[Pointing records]
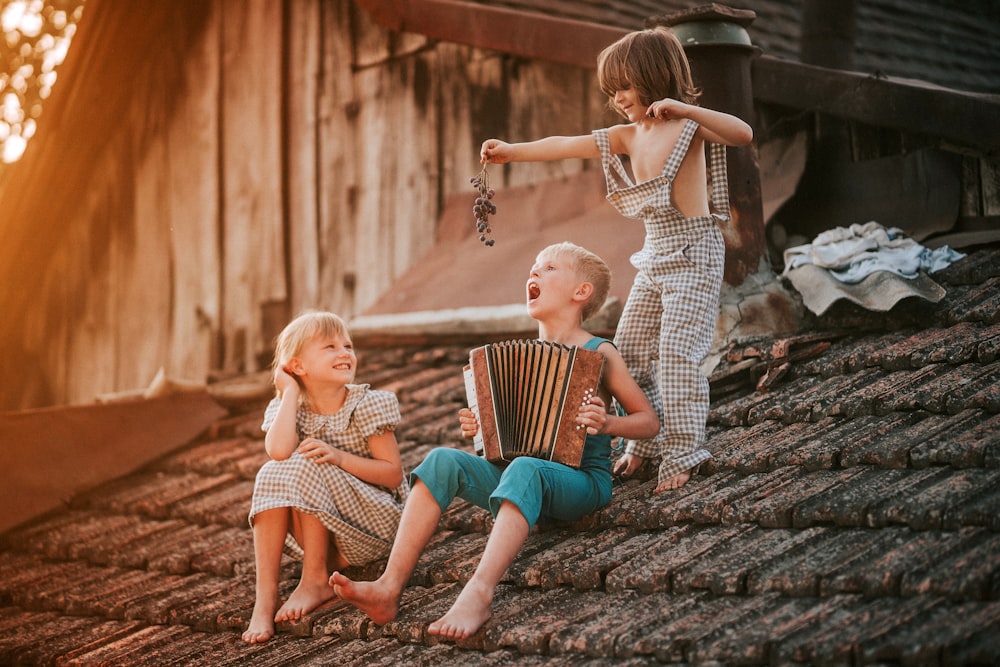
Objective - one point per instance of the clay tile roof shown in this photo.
(851, 514)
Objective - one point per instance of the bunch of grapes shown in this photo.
(484, 207)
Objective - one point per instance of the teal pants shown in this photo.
(541, 490)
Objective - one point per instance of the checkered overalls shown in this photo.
(668, 323)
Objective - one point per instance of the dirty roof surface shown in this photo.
(851, 515)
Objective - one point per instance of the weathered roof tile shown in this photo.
(850, 513)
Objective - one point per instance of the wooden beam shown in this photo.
(526, 34)
(966, 119)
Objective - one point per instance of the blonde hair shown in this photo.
(653, 62)
(303, 329)
(590, 268)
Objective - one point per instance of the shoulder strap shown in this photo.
(720, 181)
(673, 162)
(595, 343)
(611, 162)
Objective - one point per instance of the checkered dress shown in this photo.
(362, 518)
(668, 322)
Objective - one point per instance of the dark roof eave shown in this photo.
(957, 116)
(526, 34)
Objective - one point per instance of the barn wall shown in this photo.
(257, 159)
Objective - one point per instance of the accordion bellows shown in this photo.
(526, 395)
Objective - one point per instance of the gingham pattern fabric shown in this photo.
(362, 518)
(668, 322)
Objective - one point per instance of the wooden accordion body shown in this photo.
(527, 394)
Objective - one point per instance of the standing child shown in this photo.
(567, 285)
(334, 489)
(668, 322)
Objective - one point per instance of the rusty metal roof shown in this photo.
(851, 514)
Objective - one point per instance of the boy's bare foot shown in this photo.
(466, 616)
(378, 604)
(675, 482)
(261, 626)
(306, 597)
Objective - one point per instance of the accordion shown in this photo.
(526, 395)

To do: Leave out every line before the one containing "Objective - one point per instance of the bunch"; set down that line and all remaining lines of the material exactly.

Task result:
Objective - one point per instance of the bunch of grapes shown in this photo.
(484, 207)
Objective - one point per instance of the teal pants shown in this photo.
(541, 490)
Objective - one point per instance of the checkered overalls shown in this photo.
(668, 323)
Objective - one point per instance of the dirty roof surface shown in this photo.
(851, 515)
Objective - one point per instance of the weathered roof tile shown in this photo.
(850, 513)
Objective - one point per instance of the wooden beam shown in this photo.
(526, 34)
(966, 119)
Objective - one point per instance of the blonde hair shown in this photo.
(653, 62)
(303, 329)
(590, 268)
Objective - one point per instance of the shoulder strap shown in this photo.
(720, 181)
(673, 162)
(595, 343)
(611, 162)
Objective - one point per instance of the checkered dress shown in this photo.
(362, 518)
(668, 322)
Objective - one point per instance of the dark roof eave shown in this photo.
(957, 116)
(526, 34)
Objective - one point per instance of the barn wall shown in this photo.
(257, 159)
Objective - one point per instance of the accordion bellows shown in this photo.
(526, 395)
Objective - one point per instance of the gingham pattern fabric shown in this photo.
(362, 518)
(668, 322)
Objective - one point per instance of the wooden accordion body shown in this photo.
(527, 394)
Objective - one point per instance of the standing child shown in this photo.
(567, 285)
(334, 489)
(668, 322)
Objective - one point per instance of the rusty metal roof shown in this photo.
(851, 514)
Objective - one point per instance of the boy's bare foot shown in this photo.
(466, 616)
(378, 604)
(675, 482)
(261, 626)
(306, 597)
Objective - one point per instance of the accordion shown in this photo.
(526, 395)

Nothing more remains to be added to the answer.